--- START OF TEXT EXCERPT ---

The verifier can determine the aforementioned brightness change based on the brightness of multiple document images. For example, the verifier can determine the brightness of the document under test at corresponding rotation angles based on the multiple images, and then calculate the brightness difference between adjacent rotation angles as the brightness change. The angle difference between the rotation angles corresponding to the multiple document images can be set relatively small. For example, during the rotation of the document under test, multiple images can be continuously captured in a short period, such as every 0.5s or 0.2s, to avoid brightness changes caused by excessive angle changes masking brightness changes caused by material factors. Furthermore, the pixel color values of all the document images belong to the same color space, such as RGB (Red-Green-Blue) values or grayscale values for each pixel. The verifier can convert all RGB images to grayscale images to calculate the document brightness using the grayscale values of the pixels.

Taking two grayscale-processed ID card images as an example, the verifier can first determine the first image region corresponding to the ID card image in the first image and the second image region corresponding to the ID card image in the second image. Then, the verifier calculates the first grayscale mean of each pixel in the first image region and the second grayscale mean of each pixel in the second image region. The grayscale difference between the first and second grayscale mean values can then be used as the brightness change between the two ID card images. Accordingly, if this brightness change is not less than a preset threshold, the verifier can determine that the ID card to be detected is genuine.

--- END OF TEXT EXCERPT ---
--- START OF DATASET EXTRACT ---

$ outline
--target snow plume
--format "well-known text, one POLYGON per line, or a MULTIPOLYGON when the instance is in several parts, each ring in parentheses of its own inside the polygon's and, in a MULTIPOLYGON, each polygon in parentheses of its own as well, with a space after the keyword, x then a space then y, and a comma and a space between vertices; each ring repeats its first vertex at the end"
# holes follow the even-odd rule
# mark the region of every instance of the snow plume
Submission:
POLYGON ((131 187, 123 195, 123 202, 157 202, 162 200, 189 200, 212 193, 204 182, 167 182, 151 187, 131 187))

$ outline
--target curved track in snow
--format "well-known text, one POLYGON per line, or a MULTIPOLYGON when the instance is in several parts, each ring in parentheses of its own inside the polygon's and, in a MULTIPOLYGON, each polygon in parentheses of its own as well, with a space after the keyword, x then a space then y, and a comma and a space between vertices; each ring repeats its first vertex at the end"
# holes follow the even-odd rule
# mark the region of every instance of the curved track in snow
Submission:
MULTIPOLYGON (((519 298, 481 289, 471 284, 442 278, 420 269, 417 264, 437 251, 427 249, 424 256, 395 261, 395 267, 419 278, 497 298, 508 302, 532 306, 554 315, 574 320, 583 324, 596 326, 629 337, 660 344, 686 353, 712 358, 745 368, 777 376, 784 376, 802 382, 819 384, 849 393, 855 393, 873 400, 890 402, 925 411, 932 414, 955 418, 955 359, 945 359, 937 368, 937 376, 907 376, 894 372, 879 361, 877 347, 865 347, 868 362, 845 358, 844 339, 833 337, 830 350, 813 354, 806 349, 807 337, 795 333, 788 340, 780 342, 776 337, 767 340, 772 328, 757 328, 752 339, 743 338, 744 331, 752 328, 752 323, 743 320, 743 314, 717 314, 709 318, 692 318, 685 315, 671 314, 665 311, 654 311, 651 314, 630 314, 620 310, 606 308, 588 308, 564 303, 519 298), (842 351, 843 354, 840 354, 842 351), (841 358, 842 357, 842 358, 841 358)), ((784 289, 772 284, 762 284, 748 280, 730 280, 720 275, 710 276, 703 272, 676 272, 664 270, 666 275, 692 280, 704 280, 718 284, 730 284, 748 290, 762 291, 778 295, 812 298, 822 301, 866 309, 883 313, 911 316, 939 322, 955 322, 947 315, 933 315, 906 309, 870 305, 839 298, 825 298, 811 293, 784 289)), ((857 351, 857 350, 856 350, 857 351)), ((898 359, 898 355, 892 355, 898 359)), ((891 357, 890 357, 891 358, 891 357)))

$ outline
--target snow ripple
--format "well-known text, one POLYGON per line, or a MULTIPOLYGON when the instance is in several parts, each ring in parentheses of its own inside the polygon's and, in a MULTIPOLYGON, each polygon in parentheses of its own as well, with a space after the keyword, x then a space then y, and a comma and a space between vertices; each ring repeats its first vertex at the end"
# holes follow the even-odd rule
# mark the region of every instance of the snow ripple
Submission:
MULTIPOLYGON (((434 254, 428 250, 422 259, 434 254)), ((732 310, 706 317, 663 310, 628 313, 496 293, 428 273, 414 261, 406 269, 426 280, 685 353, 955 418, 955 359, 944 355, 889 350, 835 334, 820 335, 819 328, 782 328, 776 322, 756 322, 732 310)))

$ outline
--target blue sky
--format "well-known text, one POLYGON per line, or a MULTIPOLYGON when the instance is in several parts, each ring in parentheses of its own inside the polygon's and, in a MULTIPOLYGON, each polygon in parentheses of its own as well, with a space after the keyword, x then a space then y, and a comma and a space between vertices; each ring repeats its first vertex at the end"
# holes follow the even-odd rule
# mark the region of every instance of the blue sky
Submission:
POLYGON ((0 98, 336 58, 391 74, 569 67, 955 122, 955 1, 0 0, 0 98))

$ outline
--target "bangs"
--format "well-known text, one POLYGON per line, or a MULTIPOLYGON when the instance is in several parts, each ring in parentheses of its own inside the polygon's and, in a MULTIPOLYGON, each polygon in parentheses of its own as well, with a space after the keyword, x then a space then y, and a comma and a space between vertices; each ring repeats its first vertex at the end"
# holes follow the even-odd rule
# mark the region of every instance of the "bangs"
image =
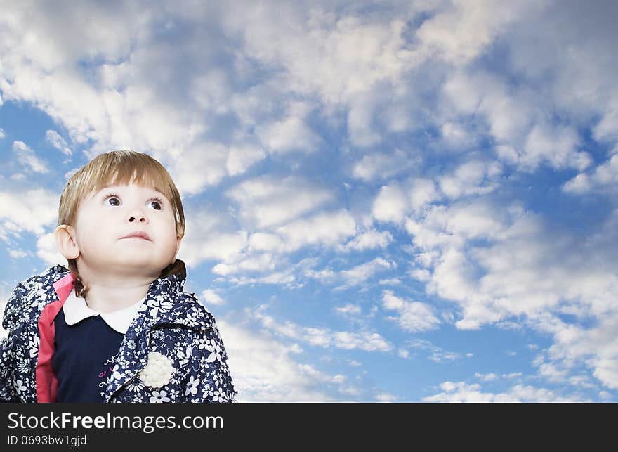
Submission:
POLYGON ((167 170, 150 155, 132 150, 100 154, 69 179, 60 195, 58 225, 74 224, 81 200, 107 186, 136 183, 163 193, 171 203, 179 235, 185 234, 185 214, 176 184, 167 170))
POLYGON ((154 188, 170 200, 174 198, 169 175, 160 164, 153 164, 154 162, 138 154, 125 155, 122 159, 110 157, 107 159, 109 162, 101 162, 92 169, 89 183, 85 187, 88 192, 97 192, 110 185, 136 183, 154 188))

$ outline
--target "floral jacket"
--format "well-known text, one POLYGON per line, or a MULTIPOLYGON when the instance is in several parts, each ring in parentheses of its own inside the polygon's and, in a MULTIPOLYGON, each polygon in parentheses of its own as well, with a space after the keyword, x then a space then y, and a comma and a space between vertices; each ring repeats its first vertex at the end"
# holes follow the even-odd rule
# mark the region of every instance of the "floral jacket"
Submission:
MULTIPOLYGON (((129 327, 105 401, 233 402, 237 392, 212 314, 183 291, 185 276, 159 278, 129 327)), ((0 401, 54 402, 54 318, 73 290, 61 265, 19 283, 6 304, 0 343, 0 401)))

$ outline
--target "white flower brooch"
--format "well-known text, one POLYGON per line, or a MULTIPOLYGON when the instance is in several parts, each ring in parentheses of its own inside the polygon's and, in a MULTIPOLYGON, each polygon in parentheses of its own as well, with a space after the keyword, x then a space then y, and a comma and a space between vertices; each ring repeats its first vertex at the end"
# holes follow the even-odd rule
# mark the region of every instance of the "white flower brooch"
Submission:
POLYGON ((140 378, 146 386, 161 387, 167 385, 174 373, 171 360, 158 351, 148 354, 148 363, 140 372, 140 378))

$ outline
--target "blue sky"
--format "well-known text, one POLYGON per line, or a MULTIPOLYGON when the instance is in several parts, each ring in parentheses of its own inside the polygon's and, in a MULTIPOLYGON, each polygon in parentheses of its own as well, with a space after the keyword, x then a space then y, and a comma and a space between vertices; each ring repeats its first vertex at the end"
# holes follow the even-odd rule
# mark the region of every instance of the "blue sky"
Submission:
POLYGON ((616 401, 612 1, 14 2, 3 304, 114 149, 178 186, 242 401, 616 401))

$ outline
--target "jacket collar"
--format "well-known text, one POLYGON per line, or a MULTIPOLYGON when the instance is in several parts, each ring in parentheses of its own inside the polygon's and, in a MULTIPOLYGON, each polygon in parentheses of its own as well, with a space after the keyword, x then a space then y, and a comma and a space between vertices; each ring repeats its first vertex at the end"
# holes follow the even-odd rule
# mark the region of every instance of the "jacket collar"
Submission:
MULTIPOLYGON (((62 266, 56 266, 56 269, 64 269, 67 272, 53 285, 62 304, 73 290, 74 277, 62 266)), ((163 325, 198 330, 211 328, 213 319, 210 313, 197 306, 199 302, 194 295, 183 291, 185 279, 185 274, 175 273, 157 278, 150 283, 120 345, 117 363, 106 388, 106 402, 145 366, 152 329, 163 325)))
POLYGON ((65 321, 67 325, 75 325, 88 317, 100 316, 107 326, 124 335, 129 329, 129 325, 137 314, 140 305, 144 299, 145 297, 142 298, 137 303, 113 312, 99 312, 88 306, 86 304, 86 299, 76 297, 75 292, 71 290, 68 298, 63 304, 63 311, 65 314, 65 321))

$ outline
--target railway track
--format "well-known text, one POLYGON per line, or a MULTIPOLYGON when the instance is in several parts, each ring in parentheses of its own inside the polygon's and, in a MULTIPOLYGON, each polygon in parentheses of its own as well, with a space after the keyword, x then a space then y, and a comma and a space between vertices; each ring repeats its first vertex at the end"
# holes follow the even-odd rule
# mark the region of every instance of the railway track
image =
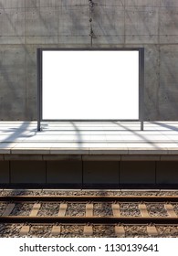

--- END OF DATASET EXTRACT ---

◆ TASKS FOR THIS EXERCISE:
(1) In the document verification text, why are the document images captured at small angle differences during rotation? Answer in one to three sentences.
(2) Rewrite the paragraph of the document verification text that begins "Taking two grayscale-processed ID card images" as a short numbered list of steps, keeping its main facts.
(3) Continue the document verification text from its final sentence.

◆ ANSWERS BY TASK:
(1) The images are captured close together, such as every 0.5s or 0.2s, so that brightness changes caused by large changes in angle do not mask the brightness changes caused by material factors.

(2)
1. Find the image region of the ID card in the first image and in the second image.
2. Calculate the grayscale mean of the pixels in each region.
3. Take the difference between the two grayscale means as the brightness change between the two ID card images.
4. If the brightness change is not less than a preset threshold, the verifier can judge the ID card genuine.

(3)
Of course, the aforementioned brightness change can also be calculated using color values in other color spaces. For example, for any RGB image, the average R, average G, and average B values of each pixel in the corresponding image area can be calculated separately, and the average of the three can be used as the brightness value of the image. The difference between this brightness value and the brightness values of other RGB images can be used as the brightness change between the two images. Alternatively, multiple brightness changes can be calculated from three or more document images, and if each brightness change is not less than a preset change threshold, the document to be detected is determined to be a genuine document. Further details are omitted here.

C. The information on the surface of the document is the content of the document.

For the target document specified in the authentication request, its content (such as the text and photo printed on the document) is usually fixed. Furthermore, for the same target document, the content on the front and back matches each other. Similarly, the content on the front and back of a genuine document also matches each other. However, when a genuine document is printed on paper, usually only one side of the document (either the front or back) is printed on one side of the paper, or both sides are printed on the same side of the paper—the other side of the paper containing the photocopy is blank or contains other content—in this case, the content on the two sides of the photocopy does not match. Based on this fact, the verifier can detect the authenticity of the document by examining its content. For example, the verifier can use the brightness of the document as surface information, and the document content includes a first content corresponding to one side of the document and a second content corresponding to the other side. The corresponding preset detection condition can be that the first content matches the second content.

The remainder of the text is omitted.